The defendants' versions of the offense were in substantial accord. Defendant Martin, who has not appealed his conviction, testified that on the morning of August 14, 1963, he was at the home of one Louis Thomas in company with defendant Clyde Robinson; the complainant, Geraldine Moran; and one Charles Grafton. At about 10 o'clock that morning, Martin, Robinson, and Grafton were driven downtown by one Aaron Burns in Thomas' car. Martin claimed that on their return, Burns suggested he had a television set which could be sold to finance a continuation of the drinking in which they had all indulged the previous evening. Accordingly, Burns drove to the vicinity of 1522 Eighth Street where Mrs. Moran resided, parked some distance away, got out of the car, and returned in about 5 minutes with the television set under his arm. Thereupon they all drove to the Blue Note Tavern where Martin negotiated the sale of the set for $22 to one Charles Lanvrum who shortly thereafter secured delivery from Martin and Burns at 1143 Girard Avenue North. From the proceeds of the sale a bottle of wine was purchased. Burns then gave each defendant $5 for his part in consummating the deal. A few days later Lanvrum advised Martin that the police had repossessed the set because it was stolen. This in substance was Martin's recitation of the facts. On cross-examination he admitted to three prior felony convictions.
Appellant corroborated Martin's version in almost every particular, including the fact that Burns claimed the television belonged to him and that Burns was the only one who actually took it from Mrs. Moran's home. Robinson had no adult felony convictions.
Mrs. Moran testified that Martin had been in her home and had observed the television a few days prior to the offense. Burns admitted that he parked at Mrs. Moran's address but claimed it was defendants who obtained the television and brought it to the car. Burns denied that he ever claimed ownership of the television and testified that defendants were the ones who received the money from Lanvrum. According to Lanvrum, Martin negotiated the sale and received the payment of $22.
1. Appellant asserts that his counsel's failure to move for a separate trial denied him due process of law under the Fourteenth Amendment. The record indicates that after arraignment in open court appellant acquiesced in counsel's statement that he had been informed of his right to demand a separate trial. The court assured appellant that if demanded a separate trial would be granted. There followed a protracted colloquy between court, counsel, and defendants and an inquiry of the court by appellant regarding the advantages of being tried separately. The court initially declined to give any opinion but ultimately attempted to suggest some of the considerations which might govern such a decision. Appellant persisted in expressing uncertainty as to the wiser course until the court finally stated, "Well, you can't keep thinking about it. You have got to decide right now." To which counsel added, "This is the moment," followed by the court's asking, "Yes, you do want to be tried together then?" to which appellant answered, "Yes."

* **Information supplied**
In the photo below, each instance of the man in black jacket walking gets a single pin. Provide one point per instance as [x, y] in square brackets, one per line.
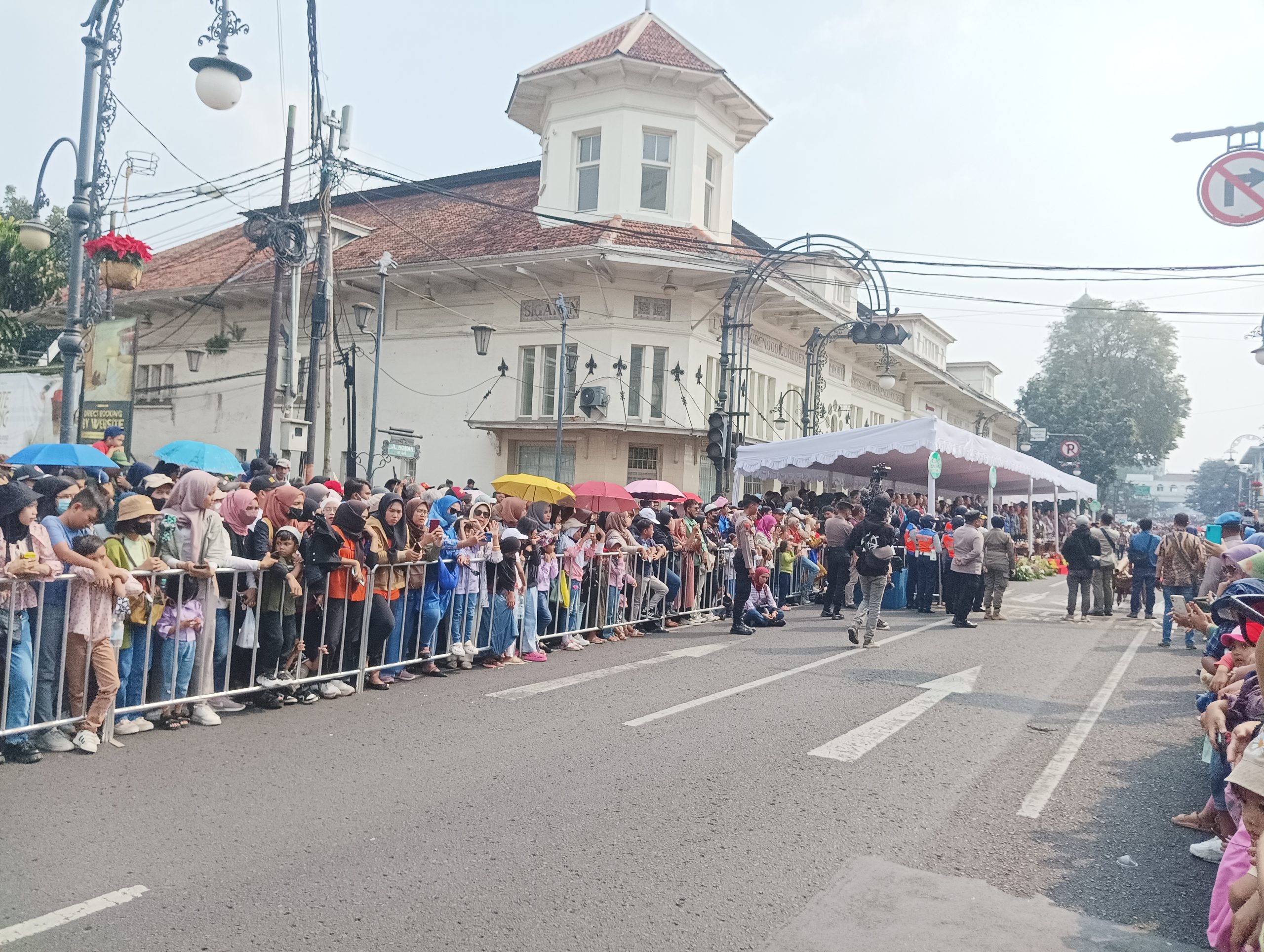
[1081, 552]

* **Aim**
Print everything in the court opinion from "Mrs. Moran testified" down to "payment of $22.", unchanged.

* **Result for this task**
Mrs. Moran testified that Martin had been in her home and had observed the television a few days prior to the offense. Burns admitted that he parked at Mrs. Moran's address but claimed it was defendants who obtained the television and brought it to the car. Burns denied that he ever claimed ownership of the television and testified that defendants were the ones who received the money from Lanvrum. According to Lanvrum, Martin negotiated the sale and received the payment of $22.